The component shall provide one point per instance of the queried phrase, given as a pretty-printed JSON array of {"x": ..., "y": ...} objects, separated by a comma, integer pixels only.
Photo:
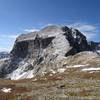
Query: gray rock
[{"x": 44, "y": 50}]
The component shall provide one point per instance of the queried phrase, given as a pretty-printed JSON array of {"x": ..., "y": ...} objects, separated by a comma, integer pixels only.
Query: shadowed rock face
[{"x": 43, "y": 50}]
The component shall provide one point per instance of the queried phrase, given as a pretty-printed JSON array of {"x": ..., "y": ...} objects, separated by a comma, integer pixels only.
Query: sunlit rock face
[{"x": 38, "y": 52}]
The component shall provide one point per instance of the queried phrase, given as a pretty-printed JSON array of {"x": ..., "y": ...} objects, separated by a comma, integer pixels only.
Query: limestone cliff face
[{"x": 38, "y": 52}]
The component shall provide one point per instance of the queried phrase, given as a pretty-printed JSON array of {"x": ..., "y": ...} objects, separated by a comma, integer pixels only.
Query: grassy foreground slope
[{"x": 73, "y": 84}]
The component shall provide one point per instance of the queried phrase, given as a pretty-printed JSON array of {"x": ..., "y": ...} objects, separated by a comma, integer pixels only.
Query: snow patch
[
  {"x": 75, "y": 66},
  {"x": 52, "y": 71},
  {"x": 90, "y": 69},
  {"x": 61, "y": 70},
  {"x": 6, "y": 90}
]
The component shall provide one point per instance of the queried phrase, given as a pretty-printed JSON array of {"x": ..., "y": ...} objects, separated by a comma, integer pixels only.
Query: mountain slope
[{"x": 44, "y": 51}]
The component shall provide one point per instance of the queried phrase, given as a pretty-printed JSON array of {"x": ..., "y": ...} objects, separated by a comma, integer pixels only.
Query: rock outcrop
[{"x": 43, "y": 51}]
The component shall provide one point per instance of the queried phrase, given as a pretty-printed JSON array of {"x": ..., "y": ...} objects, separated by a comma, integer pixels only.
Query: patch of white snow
[
  {"x": 6, "y": 90},
  {"x": 90, "y": 69}
]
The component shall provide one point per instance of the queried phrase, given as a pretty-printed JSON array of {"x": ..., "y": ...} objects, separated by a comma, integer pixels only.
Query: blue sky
[{"x": 21, "y": 16}]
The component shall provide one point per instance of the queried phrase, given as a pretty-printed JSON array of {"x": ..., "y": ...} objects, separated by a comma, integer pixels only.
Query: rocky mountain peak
[{"x": 43, "y": 51}]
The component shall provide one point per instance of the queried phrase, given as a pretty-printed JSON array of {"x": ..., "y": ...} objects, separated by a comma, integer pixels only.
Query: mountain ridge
[{"x": 40, "y": 52}]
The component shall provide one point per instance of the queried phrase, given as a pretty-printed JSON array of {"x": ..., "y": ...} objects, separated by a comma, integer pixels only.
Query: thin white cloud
[
  {"x": 2, "y": 36},
  {"x": 90, "y": 31},
  {"x": 30, "y": 30}
]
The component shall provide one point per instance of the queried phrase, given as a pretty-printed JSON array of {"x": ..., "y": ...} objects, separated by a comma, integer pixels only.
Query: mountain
[
  {"x": 49, "y": 50},
  {"x": 4, "y": 55}
]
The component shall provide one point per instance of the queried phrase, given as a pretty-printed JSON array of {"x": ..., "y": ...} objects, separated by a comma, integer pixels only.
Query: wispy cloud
[
  {"x": 31, "y": 30},
  {"x": 90, "y": 31}
]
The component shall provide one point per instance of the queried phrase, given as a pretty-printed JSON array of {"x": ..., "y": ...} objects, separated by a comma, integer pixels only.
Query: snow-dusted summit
[{"x": 43, "y": 51}]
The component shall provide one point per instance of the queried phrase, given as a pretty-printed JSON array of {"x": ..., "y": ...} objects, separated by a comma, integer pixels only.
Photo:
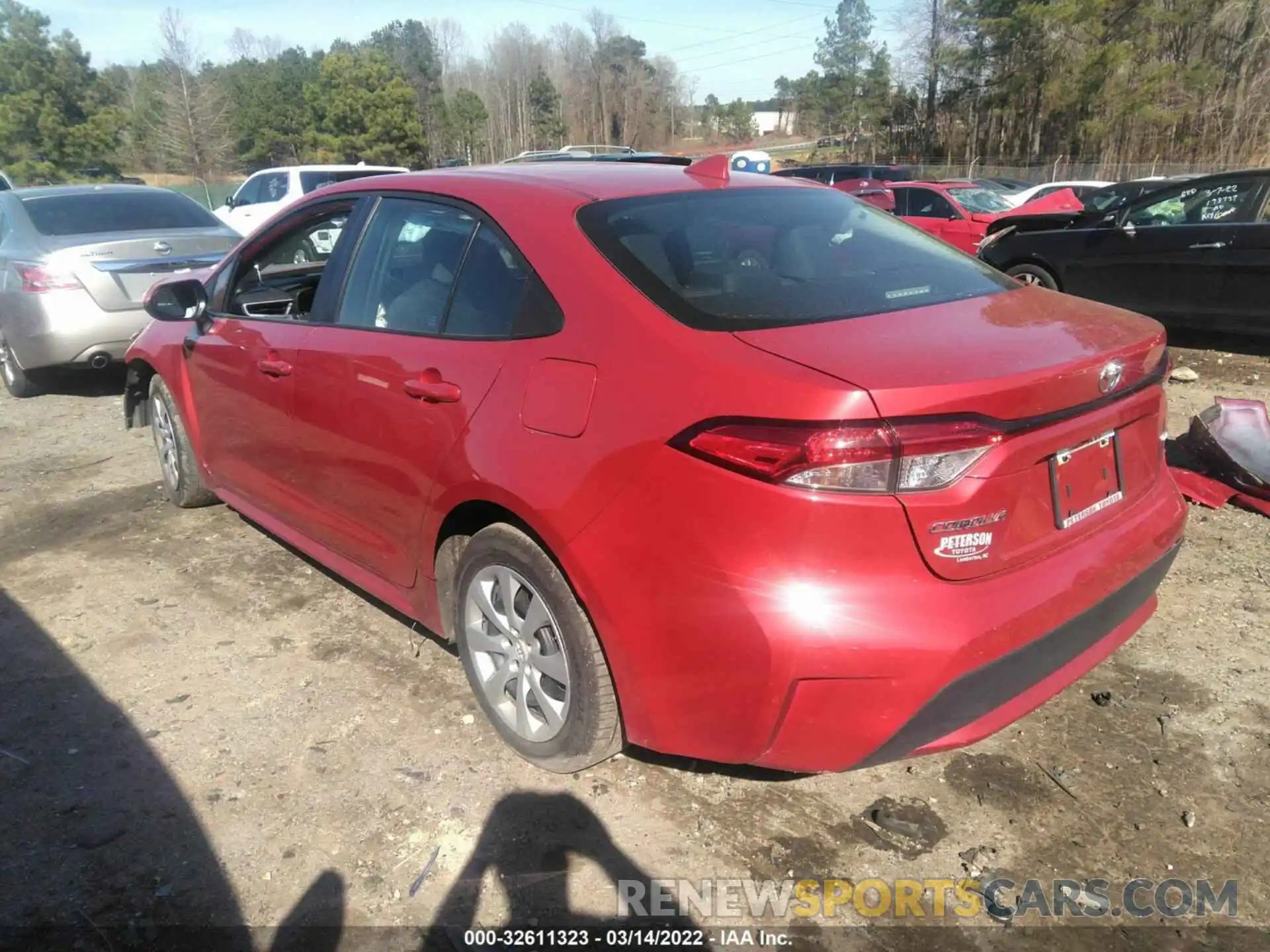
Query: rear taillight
[
  {"x": 850, "y": 457},
  {"x": 40, "y": 278}
]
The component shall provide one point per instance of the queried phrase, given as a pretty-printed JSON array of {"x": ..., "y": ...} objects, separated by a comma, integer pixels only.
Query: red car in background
[
  {"x": 724, "y": 465},
  {"x": 959, "y": 212}
]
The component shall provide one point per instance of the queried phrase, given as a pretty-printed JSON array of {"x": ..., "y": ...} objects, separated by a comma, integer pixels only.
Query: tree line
[
  {"x": 994, "y": 80},
  {"x": 407, "y": 95},
  {"x": 1015, "y": 81}
]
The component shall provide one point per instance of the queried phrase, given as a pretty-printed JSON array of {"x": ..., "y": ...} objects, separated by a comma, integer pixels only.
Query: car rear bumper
[
  {"x": 66, "y": 328},
  {"x": 987, "y": 698},
  {"x": 748, "y": 623}
]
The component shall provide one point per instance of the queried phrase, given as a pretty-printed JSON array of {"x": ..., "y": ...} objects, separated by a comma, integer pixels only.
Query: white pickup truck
[{"x": 269, "y": 190}]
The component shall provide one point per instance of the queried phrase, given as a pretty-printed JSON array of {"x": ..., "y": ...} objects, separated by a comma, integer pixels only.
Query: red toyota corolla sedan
[{"x": 742, "y": 469}]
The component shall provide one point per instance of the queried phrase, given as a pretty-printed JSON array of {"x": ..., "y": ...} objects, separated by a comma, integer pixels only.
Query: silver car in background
[{"x": 77, "y": 262}]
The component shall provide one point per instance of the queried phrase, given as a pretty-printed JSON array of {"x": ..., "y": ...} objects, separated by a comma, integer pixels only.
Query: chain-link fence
[{"x": 1062, "y": 169}]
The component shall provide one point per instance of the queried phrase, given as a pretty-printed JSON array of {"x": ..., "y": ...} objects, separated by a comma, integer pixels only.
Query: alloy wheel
[
  {"x": 517, "y": 653},
  {"x": 165, "y": 442}
]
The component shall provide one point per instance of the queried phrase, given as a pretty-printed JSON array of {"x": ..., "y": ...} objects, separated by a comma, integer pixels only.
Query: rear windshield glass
[
  {"x": 888, "y": 175},
  {"x": 95, "y": 212},
  {"x": 313, "y": 180},
  {"x": 982, "y": 201},
  {"x": 747, "y": 258}
]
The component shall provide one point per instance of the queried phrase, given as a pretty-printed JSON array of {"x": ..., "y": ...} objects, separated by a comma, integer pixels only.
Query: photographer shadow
[
  {"x": 99, "y": 848},
  {"x": 527, "y": 841}
]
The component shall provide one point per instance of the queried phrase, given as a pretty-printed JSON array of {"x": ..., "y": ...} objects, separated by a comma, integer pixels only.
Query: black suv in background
[
  {"x": 828, "y": 175},
  {"x": 1193, "y": 253}
]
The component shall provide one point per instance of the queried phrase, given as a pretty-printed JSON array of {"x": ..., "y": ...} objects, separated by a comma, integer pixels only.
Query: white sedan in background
[
  {"x": 271, "y": 190},
  {"x": 1081, "y": 190}
]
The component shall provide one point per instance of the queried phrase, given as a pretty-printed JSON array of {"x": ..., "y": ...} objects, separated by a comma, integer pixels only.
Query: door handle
[
  {"x": 433, "y": 391},
  {"x": 273, "y": 367}
]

### Exercise instructions
Repeat the records in full, exactly as they appear, without the pictures.

### Response to the exercise
The component shall provide one point per instance of the queried phrase, given as a pretty-printed JSON array of {"x": ..., "y": ...} objects, separated by a comma, integer pixels only.
Photo:
Query: gray rock
[{"x": 44, "y": 50}]
The component shall provide one point per instance of the queried phrase, given as a pretty-printed JSON array of {"x": ..., "y": ...} objects, separated by a comma, integer pixels only.
Query: shadowed rock face
[{"x": 43, "y": 50}]
The component shall provide one point per instance of the queried phrase, given as a pretty-printed JSON array of {"x": ..., "y": ...} objects, separated by a comma, integer pixels only.
Query: sunlit rock face
[{"x": 38, "y": 52}]
The component shall provide one point per instance of the queried phrase, given as a pretty-printed JSON array of {"x": ..., "y": ...} objects, separated by a comma, integer pixels only.
Query: limestone cliff face
[{"x": 38, "y": 52}]
The component shall provide one point per instance of the queried phrase, given as a pretty-printed JSON array of {"x": ..., "y": ...} objects, separated by a comma, integer pixels only.
Query: grassy foreground slope
[{"x": 73, "y": 84}]
The component shall provide one point per instance of the queried phrase, given as a pretty-printed JSON array of {"x": ..., "y": ...} objects, separated by a comma, integer pixels only.
Query: snow patch
[
  {"x": 75, "y": 66},
  {"x": 52, "y": 71},
  {"x": 90, "y": 69},
  {"x": 61, "y": 70},
  {"x": 6, "y": 90}
]
The component shall provide one point per instance of the queried phrase, given as a pretty-printed JSON array of {"x": ..., "y": ...} objects, separated by a comma, integer pixels only.
Query: mountain slope
[{"x": 44, "y": 51}]
The component shall provide one point per instance of the queried phrase, given as a pretty-printed JSON array of {"x": ..., "y": ...} objects, separated by a comma, integer pixels only.
Query: rock outcrop
[{"x": 43, "y": 51}]
The component shall provide one point per instance of the queried phrase, given as a pretty-printed JSON array of {"x": ..., "y": ...} objects, separated by a comma, integer pixels only.
Query: patch of white snow
[
  {"x": 6, "y": 90},
  {"x": 90, "y": 69}
]
The component shall provide one point per instance of the queried phrase, given as a pretty-printed JSON array of {"x": ..., "y": ...} objects, separated by a comma, integer pixels only.
Query: blue sky
[{"x": 21, "y": 16}]
The component shall provide one point per instance of the queried phrase, given as a pretty-printed JSON array of {"x": ..., "y": ...} objects, separated by a comma, integer pixels only.
Query: rocky mountain peak
[{"x": 43, "y": 51}]
The component shall provide one point per instance of the queried phrase, given as a pretty-printed JSON array of {"x": ..., "y": ...} objects, separated by a comma, integer pixels only.
Query: mountain ridge
[{"x": 40, "y": 52}]
The component shall provide one point per instance of the queried phrase, given as a pretty-printed JSON array of {"x": ..., "y": ...} objects, separated by a comma, integer pixels only.
Query: thin white cloud
[
  {"x": 2, "y": 36},
  {"x": 90, "y": 31},
  {"x": 30, "y": 30}
]
The component shall provide one point per instance of the queried phrase, given as a pretty-printed JSON array of {"x": ..., "y": ...} objects, separated by a comma, integer pixels only.
Query: mountain
[
  {"x": 49, "y": 50},
  {"x": 4, "y": 55}
]
The component shall provide one point per instance of the queried phrase, given as a pretty-printed JSON array of {"x": ..., "y": ...} objects, separated by a comma, integer pixels only.
Query: wispy cloud
[
  {"x": 31, "y": 30},
  {"x": 90, "y": 31}
]
The component shall provide one point per instance of the queried phrase, given as a pretty-printed JSON array of {"x": ..., "y": ...} objects, separated by a comma, integer pixels only.
Query: snow-dusted summit
[{"x": 43, "y": 51}]
The component shall provide one point per instance of the queried phrase, given as a pretty-printed JSON array of {"x": ..., "y": ...} objects, separated by a comma, integer pixels only.
Photo:
Query: rear taillight
[
  {"x": 850, "y": 457},
  {"x": 40, "y": 278}
]
The component shall provide one point per instance of the queried phrase, given as a pretty-printed JSON array of {"x": ..., "y": ...} objects, separated by a comma, integer pixels only.
Query: red car in background
[
  {"x": 724, "y": 465},
  {"x": 959, "y": 212}
]
The component shall provide one point per instance of the queried phrase, given as a pretty-printed JSON array of {"x": ..., "y": ...} objects, separated by a comma, integer pixels only.
Query: tree line
[
  {"x": 994, "y": 80},
  {"x": 407, "y": 95},
  {"x": 1015, "y": 81}
]
The component shall provide one point per instance of the queried phrase, given as a pretty-printed JSON array of {"x": ..., "y": ...} objects, separated by a comma, integer pixels only.
Query: car rear bumper
[
  {"x": 66, "y": 328},
  {"x": 987, "y": 698},
  {"x": 748, "y": 623}
]
The component shall provide one point per instance of the queried phrase, given as a pretty-printed JSON array of {"x": ..., "y": ...} objects, separated by a comma, integer pixels only.
Query: white pickup truck
[{"x": 269, "y": 190}]
The component shall provide one point per instance of the queried phrase, given as a pretty-printed JSON array of {"x": ..., "y": ...} objects, separated by a comma, integer pixels only.
Query: red toyota corolla sedan
[{"x": 742, "y": 469}]
The component shall provide one point per instance of the queried phrase, given as a pretty-printed JSON array of {"x": ..., "y": ...} objects, separated by a comma, integer pixels only.
Query: silver car in background
[{"x": 77, "y": 262}]
The component shall provide one point per instance of the queried phrase, given as a pretty-printed JSON array of {"x": ..., "y": ...} objects, separated by a comma, integer pixels only.
Query: chain-link fence
[{"x": 1062, "y": 169}]
The component shall provide one point per instance of the queried phrase, given as a pretty-printed JSON array of {"x": ..., "y": ...} objects, separated by a comma, integer pixels only.
Query: alloy wheel
[
  {"x": 517, "y": 653},
  {"x": 165, "y": 442}
]
The component shall provide one point per instance of the queried phrase, given as a pretty-printed JSON array of {"x": ..., "y": ...} objects, separated by a comma, integer pixels only.
Query: rear windshield glass
[
  {"x": 888, "y": 175},
  {"x": 95, "y": 212},
  {"x": 313, "y": 180},
  {"x": 982, "y": 201},
  {"x": 747, "y": 258}
]
The component shall provide one point per instance of the queried phrase, given as a pretty-printed JSON array of {"x": ..., "y": ...} objects, separated by a comma, integer pixels only.
Query: photographer shadow
[
  {"x": 99, "y": 848},
  {"x": 527, "y": 841}
]
The component shall provide one point per instance of the queried phrase, given as a pretty-printed JSON array of {"x": ..., "y": ...} objects, separated by a comma, integer pixels only.
Query: black suv in background
[
  {"x": 828, "y": 175},
  {"x": 1193, "y": 253}
]
The component shall provide one point per instance of the queried phrase, given as a pretty-printed JSON array of {"x": ..., "y": ...} objects, separated by a comma, integer pixels only.
Query: white sedan in background
[
  {"x": 271, "y": 190},
  {"x": 1081, "y": 190}
]
The component shall provide one point per instance of the queried phrase, given as a pretty-printed JSON array of {"x": ..., "y": ...} objects, separated by a comma, integer pixels only.
Query: door handle
[
  {"x": 433, "y": 391},
  {"x": 273, "y": 367}
]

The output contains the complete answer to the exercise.